[YOUR OBJECTIVE]
From the passage on postmodern art, extract word for word the part that begins with the words containing "I like this" and ends with "on the paper.".

[EXERCISE PASSAGE]
● ● ● ● ● ● ●

Postmoderninsm came after modernism and became a rebellion against it.
The first thing I looked at was this photograph of Christo and Jeanne-Claude’s oil barrels, which they called the ‘Iron Curtain’. They stacked four metres high of metal oil barrels in a narrow street in Paris, blocking the road and creating a traffic jam as a protest against the build of the Berlin wall from 1961.
The barrels in the photograph aren’t organised, and the artists didn’t change the colours or peel off/paint over any brand names; they stacked the barrels up purely so no one could get through, and caused the street to become a dead end.
In 1995, Nam June Paik created a piece of installation art called the ‘Electronic Superhighway’ showing the whole of the USA on many television screens with 51 channels (one for each state) and surrounded in neon lighting. Paik argued that media would become more commonly used in
America and should awareness about social issues such as racism and pollution, and so he made this “superhighway” of television screens, audio cassettes and fibre optics.
I like this piece because it’s extremely thought out and detailed – down to the positioning of the screens, and I like that the neon lights show all the states of America.
In 1978, Jacek Tylicki put a sheet of watercolour paper down inbetween fallen trees of a forest in Sweden between September and October and waited for 28 days to see what would occur naturally on the paper.

● ● ● ● ● ● ●

[Phrase grounding data]
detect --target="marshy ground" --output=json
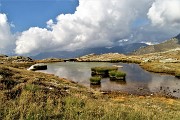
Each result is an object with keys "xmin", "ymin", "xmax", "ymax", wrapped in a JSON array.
[{"xmin": 0, "ymin": 52, "xmax": 180, "ymax": 120}]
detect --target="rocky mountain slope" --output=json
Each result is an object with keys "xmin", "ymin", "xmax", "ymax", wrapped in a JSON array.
[{"xmin": 133, "ymin": 34, "xmax": 180, "ymax": 55}]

● ● ● ● ● ● ●

[RESPONSE AREA]
I like this piece because it’s extremely thought out and detailed – down to the positioning of the screens, and I like that the neon lights show all the states of America.
In 1978, Jacek Tylicki put a sheet of watercolour paper down inbetween fallen trees of a forest in Sweden between September and October and waited for 28 days to see what would occur naturally on the paper.